Tekstfragment:
══════════════════════════════

Een mikgetal zou getrouw kosten weerspiegelen wanneer die kosten door de jaren heen bekend waren. Dat zijn ze niet. En wij zijn vooral in een trend geïnteresseerd, niet in ondoelmatige nauwkeurigheid. Daarom hebben wij het mikgetal zo simpel samengesteld. Als waarschuwing moet dan echter gelden dat een mikgetal op zichzelf vrijwel niets betekent. Het is immers ontstaan door deling van bestedingen per medewerker in enig dienstjaar door verspreidingsgraad per overeenkomstige peildatum. Die gegevens zijn beschikbaar, of anders betrekkelijk eenvoudig te achterhalen. Hun betekenis krijgen onze mikgetallen vervolgens door ze voor verschillende organisaties naast elkaar te zetten.

Een mikgetal kan trouwens op allerlei manieren samengesteld zijn. Onze keuze is vooral praktisch, nogmaals, en doet naar onze overtuiging geen afbreuk aan de trend. Die komt er juist duidelijk door tot uitdrukking.

 

 

spectaculaire verschillen

De onderstaande opsomming bevat de mikgetallen van de diverse ministeries voor 1990. Daarmee geven wij een ranglijst, een klassement weer.

  52            buitenlandse zaken
  94            welzijn, volksgezondheid & cultuur
103            algemene zaken
122            justitie
126            landbouw, natuurbeheer & visserij
210            economische zaken
238            sociale zaken en werkgelegenheid
268            defensie
270            financiën
327            volkshuisvesting, ruimtelijke ordening en milieubeheer
342            verkeer en waterstaat
404            binnenlandse zaken
536            onderwijs & wetenschappen

Aan deze mikgetallen voor 1990 liggen overigens begrotingsvoorstellen ten grondslag. De rekening over dat jaar was op het moment van ons schrijven immers niet afgesloten. Die feitelijke bestedingen van ministeries tonen vrijwel overal en altijd een overschrijding ten opzichte van de toegewezen automatiseringsbudgetten.

Wij benadrukken dat de aanvullend berekende getallen, onze mikgetallen dus, geen absolute nauwkeurigheid hebben. Die is onmogelijk. Verder staan de afzonderlijke posities van de ministeries op de verkregen ranglijst open voor discussie; met wat andere vertrekpunten verschuiven zij eventueel, dat is juist. Maar tegelijk beweren wij dat zo'n discussie zulke spectaculaire verschillen nooit kan wegpoetsen. De verhouding tussen de mikgetallen van de hoogste en de laagste op de ranglijst bedraagt méér dan 1:10. Dit moet op z'n minst een signaal zijn voor nader onderzoek. Misschien valt er spectaculair veel te besparen. Wij zijn daarvan overtuigd.

 

 

vragen naar verklaring

Ondanks op voorhand toegegeven subjectiviteit lijkt de vraag gerechtvaardigd hoe zulke verschillen kunnen bestaan. Wij suggereren, grofweg, twee categorieën voor eventuele antwoorden.

══════════════════════════════

Vermelde gegevens:
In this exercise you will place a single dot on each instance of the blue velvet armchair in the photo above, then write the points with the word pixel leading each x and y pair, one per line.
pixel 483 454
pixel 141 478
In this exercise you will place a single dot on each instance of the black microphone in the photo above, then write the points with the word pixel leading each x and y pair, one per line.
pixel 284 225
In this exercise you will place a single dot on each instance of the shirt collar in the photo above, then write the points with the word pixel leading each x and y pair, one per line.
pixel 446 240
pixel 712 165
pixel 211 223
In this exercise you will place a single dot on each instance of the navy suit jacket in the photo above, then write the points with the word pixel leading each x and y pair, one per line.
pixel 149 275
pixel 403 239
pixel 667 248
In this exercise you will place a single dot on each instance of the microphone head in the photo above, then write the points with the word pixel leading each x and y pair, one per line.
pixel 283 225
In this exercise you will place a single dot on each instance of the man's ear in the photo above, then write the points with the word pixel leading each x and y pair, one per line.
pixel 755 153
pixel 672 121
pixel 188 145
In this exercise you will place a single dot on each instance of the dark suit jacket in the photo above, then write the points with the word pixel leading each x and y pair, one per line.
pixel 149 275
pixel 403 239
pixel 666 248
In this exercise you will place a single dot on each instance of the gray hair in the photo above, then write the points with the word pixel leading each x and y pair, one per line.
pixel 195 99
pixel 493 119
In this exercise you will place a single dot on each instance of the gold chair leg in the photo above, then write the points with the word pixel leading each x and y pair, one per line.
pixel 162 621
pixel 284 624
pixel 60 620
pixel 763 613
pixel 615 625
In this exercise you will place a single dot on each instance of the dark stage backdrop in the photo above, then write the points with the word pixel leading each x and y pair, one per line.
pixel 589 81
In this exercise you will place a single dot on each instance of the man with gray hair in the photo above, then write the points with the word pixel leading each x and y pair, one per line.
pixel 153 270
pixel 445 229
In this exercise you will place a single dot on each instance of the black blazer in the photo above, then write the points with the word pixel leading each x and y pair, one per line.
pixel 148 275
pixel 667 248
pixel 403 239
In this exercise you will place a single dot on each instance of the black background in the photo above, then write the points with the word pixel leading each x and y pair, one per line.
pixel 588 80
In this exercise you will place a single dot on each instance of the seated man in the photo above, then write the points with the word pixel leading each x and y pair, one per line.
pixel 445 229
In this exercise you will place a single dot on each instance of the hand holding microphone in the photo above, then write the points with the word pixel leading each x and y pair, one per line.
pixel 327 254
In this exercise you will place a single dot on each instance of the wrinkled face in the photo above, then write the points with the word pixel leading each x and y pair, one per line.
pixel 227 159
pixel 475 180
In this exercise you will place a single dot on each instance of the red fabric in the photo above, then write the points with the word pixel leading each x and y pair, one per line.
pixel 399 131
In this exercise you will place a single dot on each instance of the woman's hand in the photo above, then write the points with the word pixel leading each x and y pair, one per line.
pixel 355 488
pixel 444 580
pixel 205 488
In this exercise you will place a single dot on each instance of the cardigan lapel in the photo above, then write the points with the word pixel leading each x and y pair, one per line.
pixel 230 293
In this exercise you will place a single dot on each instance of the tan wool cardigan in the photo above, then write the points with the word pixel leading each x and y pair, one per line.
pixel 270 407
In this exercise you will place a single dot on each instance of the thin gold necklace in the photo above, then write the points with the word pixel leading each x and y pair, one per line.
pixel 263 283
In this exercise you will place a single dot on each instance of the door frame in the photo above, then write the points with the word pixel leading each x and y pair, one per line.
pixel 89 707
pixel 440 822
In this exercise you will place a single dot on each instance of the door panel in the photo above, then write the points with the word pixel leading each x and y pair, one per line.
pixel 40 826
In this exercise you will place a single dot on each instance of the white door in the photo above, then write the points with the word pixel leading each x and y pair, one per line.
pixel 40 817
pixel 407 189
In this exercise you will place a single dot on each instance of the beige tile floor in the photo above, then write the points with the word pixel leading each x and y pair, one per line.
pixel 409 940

══════════════════════════════

Opdrachten:
(a) Leg aan de hand van het tekstfragment over mikgetallen uit waarom de auteurs het mikgetal zo eenvoudig hebben samengesteld.
(b) Schrijf uit het tekstfragment over mikgetallen het gedeelte van "Een mikgetal zou" tot en met "door tot uitdrukking." woordelijk over.
(c) Vervolg de tekst over de mikgetallen van de ministeries vanaf de laatste zin die er staat.

Antwoorden per onderdeel:
(a) Een mikgetal zou de kosten alleen getrouw weerspiegelen als die kosten door de jaren heen bekend waren, en dat zijn ze niet. Bovendien zijn de auteurs vooral in een trend geïnteresseerd en niet in ondoelmatige nauwkeurigheid.

(b)
Een mikgetal zou getrouw kosten weerspiegelen wanneer die kosten door de jaren heen bekend waren. Dat zijn ze niet. En wij zijn vooral in een trend geïnteresseerd, niet in ondoelmatige nauwkeurigheid. Daarom hebben wij het mikgetal zo simpel samengesteld. Als waarschuwing moet dan echter gelden dat een mikgetal op zichzelf vrijwel niets betekent. Het is immers ontstaan door deling van bestedingen per medewerker in enig dienstjaar door verspreidingsgraad per overeenkomstige peildatum. Die gegevens zijn beschikbaar, of anders betrekkelijk eenvoudig te achterhalen. Hun betekenis krijgen onze mikgetallen vervolgens door ze voor verschillende organisaties naast elkaar te zetten.

Een mikgetal kan trouwens op allerlei manieren samengesteld zijn. Onze keuze is vooral praktisch, nogmaals, en doet naar onze overtuiging geen afbreuk aan de trend. Die komt er juist duidelijk door tot uitdrukking.

(c)
In de eerste plaats zijn er omstandigheden buiten de invloed van een ministerie, althans wat geautomatiseerde informatievoorziening betreft. Antwoorden in deze categorie wijzen dus op verschillen als, zeg maar, natuurverschijnselen. Er is niets aan te doen. Zo'n natuurverschijnsel is voor een rijksinstelling dus een vooral politiek besluit; de instelling moet één of andere maatschappelijke voorziening aanbieden. Wat het onderwerp in kwestie betreft heeft zo'n besluit meer van een natuurverschijnsel naarmate minder met mogelijkheden en beperkingen van automatisering gerekend is.

Ten tweede zijn er door een ministerie, in alle vrijheid, zèlf beslissingen over automatisering genomen. Daaraan is van alles te doen. Er is beslist een vierde macht. De mensen die er werken nemen goede beslissingen en slechte.

Antwoorden in deze tweede categorie zijn extra interessant. Langs deze weg wijst vergelijkende informatiekunde de weg hoe een laaggeklasseerde organisatie verbeteringen kan bereiken. Want waarom staat een àndere er zoveel beter voor? Vormt een mens met zijn kop in het zand een natuurverschijnsel?

Wij wijzen erop dat de grens tussen beide categorieën allerminst statisch behoeft te zijn. Daar ligt ook, positief geformuleerd, precies de dynamiek van de overheid als vierde macht. Vooral met de blik op langere termijn gericht zijn eigen beslissingen werkzaam. Een grens om mee te beginnen zou die tussen enerzijds automatisering voor maatschappelijke, externe/politieke taakstellingen en anderzijds interne, meer huishoudelijke automatisering kunnen zijn. Nogmaals, ook die grens is willekeurig maar kan een eerste houvast bieden.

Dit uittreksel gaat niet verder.